**Work instructions**
**1)** List every reference number cited in parentheses in the passage on delivering OVs into CRC tumors, in the order they appear.
**2)** Continue the passage on delivering OVs into CRC tumors from its final sentence onward.

**Document extract**
+---+
Delivering OVs into CRC tumors is challenging since CRC tumors are developed and heterogeneous. Although the concept of systemic delivery of OVs is thought-provoking due to its capability to target disseminated metastases, the approach is also faced with challenges such as the short biological half-life OVs in the circulatory system and the poor ability to target as well as sediment at the tumor site, thereby reducing the possibility of delivering OVs to the metastatic deposits. Intratumoral delivery, while less versatile as it is restricted to accessible tumors, can garner higher viral shed-load and produce vigorous local antitumor effects (42). Furthermore, other factors, such as the secretion of stromal cell-derived factor-1, can also worsen the mobilization nadir as well as greatly enhance the number of circulating progenitor cells, but the responses are typically relatively weak at untreated distal sites (202).

To enhance the efficiency of systemic delivery, a new method involving nanoparticle encapsulation and engineered vesicles has been proposed. Nanoparticles improve the resistance, solubility, crossover ability and circulation time of OVs; in other words, they make viral vectors safer and more effective in clinical applications (203). A recent innovation in nanoparticle construction has incorporated more hierarchical structures, bio-feedback guidance components and conjugates, which make OVs reach tumor-specific locale more efficiently (204,205). For example, biomimetic nanoparticles coated by cell membranes can use immune evasion, prolonged circulation and disease-specific targeting to enhance the oncolytic effect of OVs at the tumor site (206). The systemic and intratumoral delivery methods are compared in Fig. 4.
+---+
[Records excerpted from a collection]
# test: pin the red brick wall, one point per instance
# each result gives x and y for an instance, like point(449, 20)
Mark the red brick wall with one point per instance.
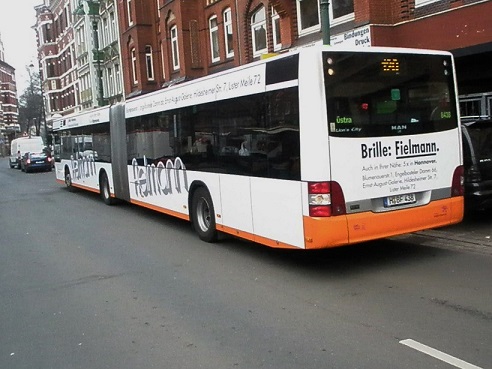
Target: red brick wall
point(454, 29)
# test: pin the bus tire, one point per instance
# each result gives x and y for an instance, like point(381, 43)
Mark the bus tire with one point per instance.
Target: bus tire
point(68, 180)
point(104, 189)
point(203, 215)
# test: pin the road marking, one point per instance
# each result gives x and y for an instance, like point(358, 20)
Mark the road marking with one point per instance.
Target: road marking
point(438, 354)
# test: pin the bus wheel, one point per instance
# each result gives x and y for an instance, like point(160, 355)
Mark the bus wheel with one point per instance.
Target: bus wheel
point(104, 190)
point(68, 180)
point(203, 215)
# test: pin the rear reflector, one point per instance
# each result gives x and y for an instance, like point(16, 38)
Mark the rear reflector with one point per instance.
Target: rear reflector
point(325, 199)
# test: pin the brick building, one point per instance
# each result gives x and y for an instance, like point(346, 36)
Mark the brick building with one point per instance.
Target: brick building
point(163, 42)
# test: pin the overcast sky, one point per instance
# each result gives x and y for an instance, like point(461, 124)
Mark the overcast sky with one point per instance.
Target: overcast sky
+---+
**Solved problems**
**1)** 42, 202, 203, 204, 205, 206

**2)**
Figure 4 Comparison of systemic and intratumoral OV delivery methods for CRC. This figure illustrates the comparison between systemic and intratumoral delivery methods for OV therapy in CRC, highlighting their respective benefits, challenges and optimization strategies. Systemic delivery involves administering viruses through the bloodstream, enabling broad distribution and convenience but facing limitations such as limited penetration and potential systemic toxicities. By contrast, intratumoral delivery entails direct injection into the tumor, offering high local viral concentration and bypassing physical barriers, though it is technically complex and mostly limited to primary tumors. To enhance efficacy, nanoparticle encapsulation techniques protect viruses from degradation, extend circulation time and improve targeting by modifying the surface with tumor-specific ligands. Additionally, engineered vesicles, such as antibody-displayed extracellular vesicles, can deliver viruses specifically to tumor cells, increasing treatment specificity through targeted binding to upregulated receptors on cancer cells. These optimizations aim to improve specificity, immune response and therapeutic efficiency in CRC treatment. This figure was created using BioRender (BioRender Inc.). CRC, colorectal cancer; OV, oncolytic virus.

In summary, different delivery systems of OVs possess certain limitations, namely, immune clearance and insufficient tumor accumulation, which can be resolved by nanoparticle encapsulation and engineered vesicles. Modifications to nanoparticles, such as surface functionalization with targeting ligands or the incorporation of stimuli-responsive elements, have been shown to significantly enhance their ability to deliver OVs specifically to tumor lesions while minimizing off-target effects (207). These strategies will likely enhance the clinical use of OVT in CRC.

Resistance mechanisms and OVT

Understanding the mechanisms of cancer drug resistance can guide the optimization of existing targeted therapies, identify therapeutic targets valuable to discovering new and improved agents and form the basis of therapeutic advances in cancer treatment (208). As with other cancer treatments, CRC cells may interfere with or become resistant to OVT via several processes. This mechanism involves the activation of the PI3K-γ/AKT pathway in tumor-associated myeloid cells (TAMCs), which fosters an immunosuppressive environment by downregulating cytotoxic CD8+ T lymphocytes and inhibiting their activity (209-212). Additionally, CRC cells may have upregulated expression of immune checkpoint molecules, such as PD-L1, and thereby inhibit T cell function. The TME is also involved and the mechanical property of the tumor tissue and matrix stiffness hampers immune cell infiltration, which is essential for the effectiveness of OVT (213,214).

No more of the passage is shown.